■ **Task instructions**
Write out the records that appear below, verbatim and complete, but without pictures.
+ + + +
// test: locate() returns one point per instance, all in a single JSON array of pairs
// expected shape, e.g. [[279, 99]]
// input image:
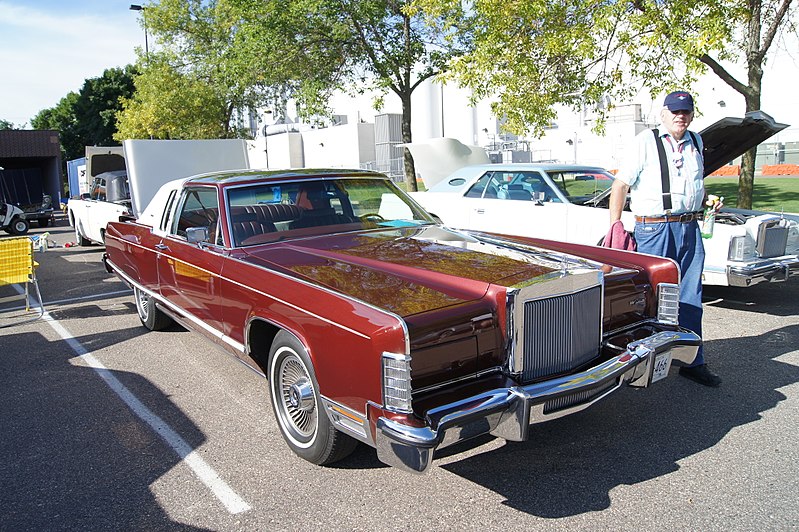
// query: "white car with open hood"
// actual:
[[569, 203]]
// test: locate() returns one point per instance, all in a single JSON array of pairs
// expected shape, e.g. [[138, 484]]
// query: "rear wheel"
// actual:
[[79, 238], [298, 406], [150, 316]]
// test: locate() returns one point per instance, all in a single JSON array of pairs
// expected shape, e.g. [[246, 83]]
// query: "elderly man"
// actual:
[[664, 175]]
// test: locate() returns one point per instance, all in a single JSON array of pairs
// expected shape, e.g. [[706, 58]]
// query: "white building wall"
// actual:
[[445, 110]]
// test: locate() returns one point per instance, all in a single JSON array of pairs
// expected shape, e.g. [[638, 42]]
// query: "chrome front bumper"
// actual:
[[508, 412], [769, 270]]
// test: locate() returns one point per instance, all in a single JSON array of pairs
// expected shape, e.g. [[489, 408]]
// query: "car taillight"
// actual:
[[397, 382], [668, 303]]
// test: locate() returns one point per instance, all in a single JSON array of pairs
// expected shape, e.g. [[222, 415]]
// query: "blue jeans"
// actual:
[[681, 242]]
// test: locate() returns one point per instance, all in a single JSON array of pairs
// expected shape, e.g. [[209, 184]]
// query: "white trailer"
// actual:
[[148, 164]]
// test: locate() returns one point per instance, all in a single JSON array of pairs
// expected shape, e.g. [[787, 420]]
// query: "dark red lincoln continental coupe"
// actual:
[[373, 323]]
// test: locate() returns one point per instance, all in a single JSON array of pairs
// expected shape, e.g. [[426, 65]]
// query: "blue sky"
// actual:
[[49, 47]]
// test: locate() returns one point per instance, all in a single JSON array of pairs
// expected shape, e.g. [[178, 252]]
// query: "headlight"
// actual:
[[397, 382], [741, 247], [668, 303]]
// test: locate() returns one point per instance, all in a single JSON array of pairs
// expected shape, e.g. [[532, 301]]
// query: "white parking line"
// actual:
[[207, 475], [70, 300]]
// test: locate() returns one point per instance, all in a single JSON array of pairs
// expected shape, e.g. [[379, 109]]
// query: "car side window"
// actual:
[[485, 187], [199, 208], [98, 189]]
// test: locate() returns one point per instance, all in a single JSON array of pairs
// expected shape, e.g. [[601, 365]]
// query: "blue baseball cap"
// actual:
[[679, 101]]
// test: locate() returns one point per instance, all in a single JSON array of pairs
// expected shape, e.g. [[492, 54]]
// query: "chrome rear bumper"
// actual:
[[508, 412], [769, 270]]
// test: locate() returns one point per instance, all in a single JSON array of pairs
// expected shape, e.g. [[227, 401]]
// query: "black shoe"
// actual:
[[702, 375]]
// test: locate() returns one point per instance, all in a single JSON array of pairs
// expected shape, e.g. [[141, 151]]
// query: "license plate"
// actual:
[[661, 366]]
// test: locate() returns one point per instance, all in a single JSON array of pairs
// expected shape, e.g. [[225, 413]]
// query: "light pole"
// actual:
[[137, 7], [266, 136]]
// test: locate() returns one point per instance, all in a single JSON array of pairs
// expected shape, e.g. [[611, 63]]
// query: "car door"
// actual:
[[517, 203], [188, 273]]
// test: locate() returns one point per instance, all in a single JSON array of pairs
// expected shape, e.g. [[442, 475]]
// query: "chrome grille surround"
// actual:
[[554, 323]]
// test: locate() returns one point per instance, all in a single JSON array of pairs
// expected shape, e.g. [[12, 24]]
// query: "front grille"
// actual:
[[561, 333], [577, 398], [771, 239]]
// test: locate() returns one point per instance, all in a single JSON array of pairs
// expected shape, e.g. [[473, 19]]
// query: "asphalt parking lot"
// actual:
[[108, 427]]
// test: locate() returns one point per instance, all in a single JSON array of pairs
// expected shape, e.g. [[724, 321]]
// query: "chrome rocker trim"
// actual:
[[763, 271], [508, 412]]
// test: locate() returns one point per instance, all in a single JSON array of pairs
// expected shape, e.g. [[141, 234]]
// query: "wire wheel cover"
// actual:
[[142, 304], [297, 401]]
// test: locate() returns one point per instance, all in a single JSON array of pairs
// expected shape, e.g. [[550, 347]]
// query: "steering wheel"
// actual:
[[372, 217]]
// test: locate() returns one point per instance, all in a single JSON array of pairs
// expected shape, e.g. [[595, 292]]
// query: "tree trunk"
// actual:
[[410, 170], [754, 62]]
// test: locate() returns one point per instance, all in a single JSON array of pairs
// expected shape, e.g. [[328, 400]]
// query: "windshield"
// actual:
[[264, 212]]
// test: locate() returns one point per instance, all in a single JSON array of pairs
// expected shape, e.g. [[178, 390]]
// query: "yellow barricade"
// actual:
[[17, 267]]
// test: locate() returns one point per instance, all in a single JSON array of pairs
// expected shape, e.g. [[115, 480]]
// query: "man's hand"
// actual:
[[714, 202], [618, 197]]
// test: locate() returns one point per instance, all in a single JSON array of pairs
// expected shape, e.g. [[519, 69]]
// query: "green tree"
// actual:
[[198, 78], [264, 53], [168, 104], [533, 55], [87, 117], [63, 119]]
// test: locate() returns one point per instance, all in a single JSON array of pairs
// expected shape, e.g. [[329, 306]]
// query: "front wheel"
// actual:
[[150, 316], [19, 226], [298, 407]]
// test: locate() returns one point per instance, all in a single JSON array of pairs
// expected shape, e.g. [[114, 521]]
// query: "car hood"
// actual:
[[414, 269], [732, 137]]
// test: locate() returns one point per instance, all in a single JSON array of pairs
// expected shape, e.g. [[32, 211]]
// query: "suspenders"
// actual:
[[664, 168]]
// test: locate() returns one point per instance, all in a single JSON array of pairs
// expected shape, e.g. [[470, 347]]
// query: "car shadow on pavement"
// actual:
[[768, 298], [75, 455], [569, 466]]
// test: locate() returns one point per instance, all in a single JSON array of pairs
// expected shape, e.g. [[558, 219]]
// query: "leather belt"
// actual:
[[683, 218]]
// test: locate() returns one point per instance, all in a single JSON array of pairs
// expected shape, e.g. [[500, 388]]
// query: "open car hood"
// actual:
[[731, 137]]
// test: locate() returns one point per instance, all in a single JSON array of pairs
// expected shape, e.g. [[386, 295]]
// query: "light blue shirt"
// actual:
[[641, 171]]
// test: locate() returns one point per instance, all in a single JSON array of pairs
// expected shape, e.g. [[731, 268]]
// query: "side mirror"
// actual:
[[197, 235]]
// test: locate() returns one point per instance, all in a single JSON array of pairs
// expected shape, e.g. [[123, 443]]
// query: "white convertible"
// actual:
[[569, 203]]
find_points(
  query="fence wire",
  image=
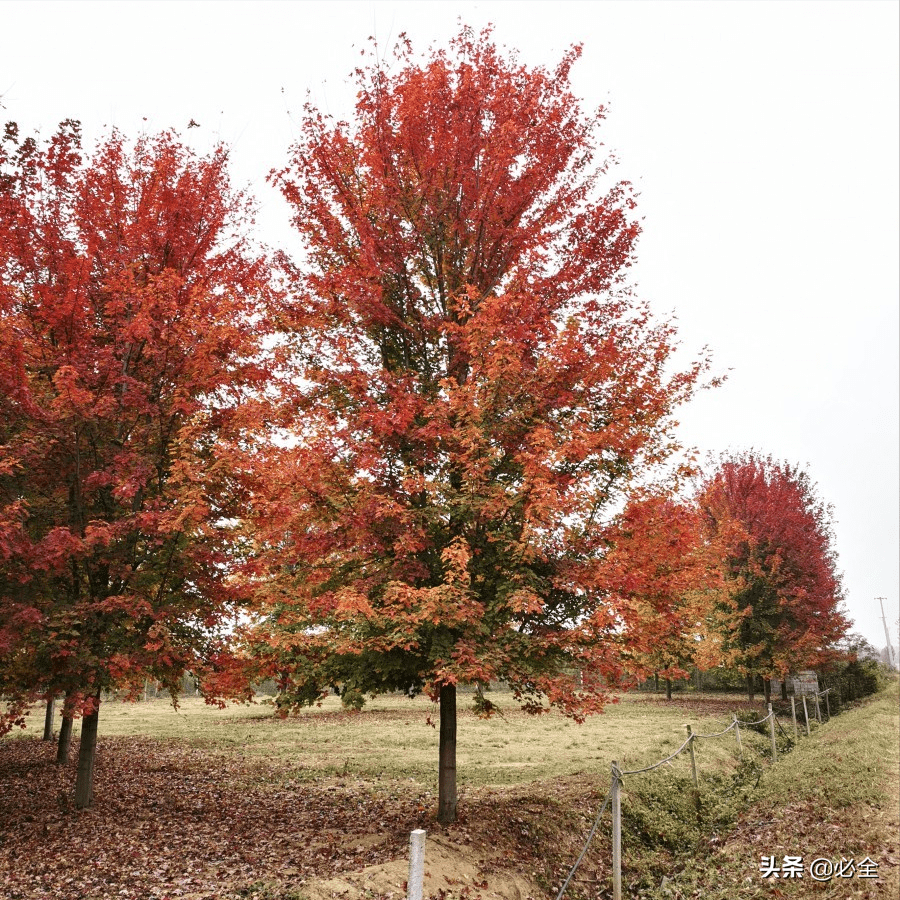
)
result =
(617, 775)
(718, 733)
(587, 844)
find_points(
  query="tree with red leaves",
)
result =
(661, 570)
(131, 320)
(782, 609)
(478, 386)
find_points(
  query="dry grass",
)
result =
(391, 738)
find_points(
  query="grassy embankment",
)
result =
(529, 790)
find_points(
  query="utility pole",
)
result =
(887, 634)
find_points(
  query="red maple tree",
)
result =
(663, 574)
(782, 608)
(131, 313)
(477, 384)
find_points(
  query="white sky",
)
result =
(762, 137)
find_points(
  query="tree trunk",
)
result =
(84, 781)
(65, 741)
(48, 719)
(447, 756)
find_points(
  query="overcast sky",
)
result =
(761, 137)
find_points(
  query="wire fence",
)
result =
(613, 796)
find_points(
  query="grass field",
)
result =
(237, 804)
(391, 738)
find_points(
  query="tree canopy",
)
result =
(783, 609)
(132, 314)
(478, 387)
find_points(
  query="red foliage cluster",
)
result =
(131, 320)
(783, 610)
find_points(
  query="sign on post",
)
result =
(416, 864)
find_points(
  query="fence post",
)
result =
(616, 803)
(416, 864)
(693, 760)
(772, 733)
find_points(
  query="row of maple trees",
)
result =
+ + + +
■ **Solution**
// test: locate() returns one point per instance, all in a single JSON array of pairs
// expected shape, e.g. [[279, 99]]
// input image:
// query: "white car with open hood"
// actual:
[[569, 203]]
// test: locate() returns one point per instance, all in a single JSON array of pairs
// expected shape, e.g. [[138, 484]]
// query: "rear wheel"
// actual:
[[79, 238], [298, 406], [150, 316]]
// test: locate() returns one point per instance, all in a single JSON array of pairs
// expected shape, e.g. [[246, 83]]
// query: "elderly man"
// actual:
[[664, 175]]
// test: locate() returns one point per instance, all in a single JSON array of pairs
// expected shape, e.g. [[706, 58]]
// query: "white building wall"
// actual:
[[445, 110]]
// test: locate() returns one point per instance, all in a single JSON array of pairs
// expected shape, e.g. [[638, 42]]
// query: "chrome front bumper"
// actual:
[[508, 412], [769, 270]]
// test: locate() returns one point per instance, all in a single JSON array of pairs
// expected shape, e.g. [[489, 408]]
// query: "car taillight"
// actual:
[[397, 382], [668, 303]]
// test: locate() returns one point per instance, all in a single JSON array of pairs
// expected shape, e.g. [[222, 415]]
// query: "blue jeans"
// actual:
[[681, 242]]
// test: locate() returns one point per instance, all in a single JSON array of pairs
// expected shape, e.g. [[209, 184]]
// query: "white trailer"
// actual:
[[148, 164]]
// test: locate() returns one point per instance, all in a single JSON array of pairs
// expected shape, e.g. [[787, 420]]
// query: "dark red lincoln continental coupe"
// actual:
[[373, 323]]
// test: locate() returns one point per instance, all in a single JSON array of pairs
// expected shape, e.g. [[426, 65]]
// query: "blue sky"
// actual:
[[49, 47]]
// test: locate() returns one point per instance, all in a single JSON array of pairs
// expected shape, e.g. [[178, 252]]
// query: "headlight"
// actual:
[[397, 382], [741, 247], [668, 303]]
// test: locate() returns one point per instance, all in a single JSON array of pairs
// expected shape, e.g. [[532, 301]]
// query: "white parking line"
// actual:
[[207, 475], [70, 300]]
// test: locate() returns one point per instance, all in a single JSON array of pairs
// expected shape, e.g. [[379, 109]]
// query: "car side window"
// actual:
[[485, 187], [199, 208], [98, 189]]
// test: locate() returns one point per instance, all in a single JSON array of pairs
// expected shape, e.g. [[601, 365]]
// query: "blue baseball cap"
// actual:
[[679, 101]]
// test: locate() returns one point per instance, all in a single JSON array of pairs
// expected shape, e.g. [[492, 54]]
// query: "chrome rear bumper"
// actual:
[[508, 412], [769, 270]]
// test: locate() returns one point per instance, all in a single JSON array of pairs
// expected shape, e.g. [[227, 401]]
// query: "black shoe"
// actual:
[[702, 375]]
// test: locate() returns one point per instance, all in a single JSON array of pairs
// expected shape, e.g. [[141, 151]]
// query: "license plate"
// actual:
[[661, 366]]
// test: locate() returns one point per instance, all in a single JSON array of pairs
// expected shape, e.g. [[225, 413]]
// query: "light pole"
// actual:
[[137, 7], [266, 136]]
// test: locate() returns one point per instance, all in a single JSON array of pairs
// expected shape, e.g. [[611, 63]]
// query: "car door"
// actual:
[[517, 203], [188, 273]]
// test: locate() returns one point per instance, all in a single JSON array of pairs
// expected shape, e.g. [[442, 475]]
// query: "chrome grille surround"
// actual:
[[554, 323]]
// test: locate() returns one point per instance, all in a single JSON array of pairs
// expected shape, e.g. [[12, 24]]
// query: "front grille"
// actual:
[[561, 333], [577, 398], [771, 239]]
// test: locate() returns one point per instance, all in a single JSON array of pairs
// expected shape, e.g. [[473, 19]]
// query: "asphalt parking lot"
// actual:
[[108, 427]]
// test: locate() returns one point per instance, all in a single JSON array of pairs
// expected shape, e.g. [[724, 321]]
// query: "chrome rocker trim"
// actual:
[[763, 271], [508, 412]]
// test: locate() returns one point per instance, all in a single JSON array of pairs
// expected shape, e.g. [[141, 234]]
// query: "wire wheel cover"
// actual:
[[142, 304], [297, 401]]
// test: locate() returns one point per instance, all in a single JSON array of pairs
// expected shape, e.g. [[550, 347]]
// query: "steering wheel"
// actual:
[[372, 217]]
// test: locate() returns one point per instance, all in a single JSON array of pairs
// expected shape, e.g. [[595, 292]]
// query: "tree trunk"
// actual:
[[410, 170], [754, 62]]
// test: locate() returns one point per instance, all in a single JSON array of pairs
// expected shape, e.g. [[328, 400]]
// query: "windshield"
// actual:
[[264, 212]]
// test: locate() returns one point per instance, all in a single JSON array of pairs
// expected shape, e.g. [[178, 390]]
// query: "yellow barricade"
// actual:
[[17, 267]]
// test: locate() returns one point per instance, all in a single JSON array of pairs
// expected shape, e.g. [[115, 480]]
// query: "man's hand"
// actual:
[[714, 202], [618, 197]]
// test: locate() returns one point per instance, all in a single JSON array of pairs
// expected shape, e.g. [[519, 69]]
// query: "green tree"
// actual:
[[198, 78], [264, 53], [168, 104], [533, 55], [87, 117], [63, 119]]
// test: locate() returns one point per instance, all in a single JSON array of pairs
// expected shape, e.g. [[329, 306]]
// query: "front wheel"
// actual:
[[150, 316], [19, 226], [298, 407]]
// test: locate() returns one point per instance, all in a single JSON array of pairs
// expected shape, e.g. [[114, 521]]
// query: "car hood"
// actual:
[[414, 269], [732, 137]]
// test: locate() returns one point per instance, all in a single JSON array of pairs
// expected shape, e.g. [[32, 211]]
// query: "suspenders"
// actual:
[[664, 168]]
// test: locate() returns one point per instance, all in a single JSON array of pairs
// expected shape, e.g. [[470, 347]]
// query: "car shadow on pavement"
// actual:
[[768, 298], [75, 455], [569, 466]]
// test: locate() returns one point per instance, all in a single JSON array of pairs
// expected shape, e.g. [[558, 219]]
// query: "leather belt"
// actual:
[[683, 218]]
// test: locate() returns one point per instance, all in a single JSON array of pairs
// expected shape, e.g. [[500, 388]]
// query: "open car hood"
// actual:
[[731, 137]]
// test: locate() returns one point per instance, all in a single JSON array of pairs
// expected shape, e.g. [[386, 295]]
// query: "light blue shirt"
// actual:
[[641, 171]]
// test: locate() returns one point per instance, all in a single JSON array of pairs
// expected shape, e.g. [[731, 268]]
// query: "side mirror"
// actual:
[[197, 235]]
// test: locate() returns one point per instance, all in a single JSON array of pairs
// expected shape, e.g. [[123, 443]]
// query: "white convertible"
// actual:
[[569, 203]]
find_points(
  query="fence wire",
  image=
)
result =
(617, 775)
(718, 733)
(587, 844)
find_points(
  query="tree with red leaves",
)
result =
(661, 570)
(131, 320)
(782, 609)
(478, 386)
find_points(
  query="dry grass",
)
result =
(391, 738)
find_points(
  query="grassy embankment",
)
result =
(529, 790)
find_points(
  query="utility pole",
)
result =
(887, 634)
find_points(
  query="red maple tree",
)
result =
(663, 574)
(782, 608)
(131, 313)
(477, 384)
find_points(
  query="white sky",
)
result =
(762, 137)
find_points(
  query="tree trunk",
)
result =
(84, 781)
(65, 741)
(48, 719)
(447, 756)
find_points(
  query="overcast sky",
)
result =
(761, 137)
find_points(
  query="wire fence",
)
result =
(613, 796)
find_points(
  query="grass field",
)
result =
(237, 804)
(391, 738)
find_points(
  query="tree canopy",
)
result =
(783, 609)
(132, 314)
(478, 387)
find_points(
  query="red foliage cluster",
)
result =
(131, 320)
(783, 610)
find_points(
  query="sign on post",
)
result =
(416, 864)
find_points(
  query="fence post",
)
result =
(616, 803)
(416, 864)
(693, 760)
(772, 733)
find_points(
  query="row of maple trees",
)
result =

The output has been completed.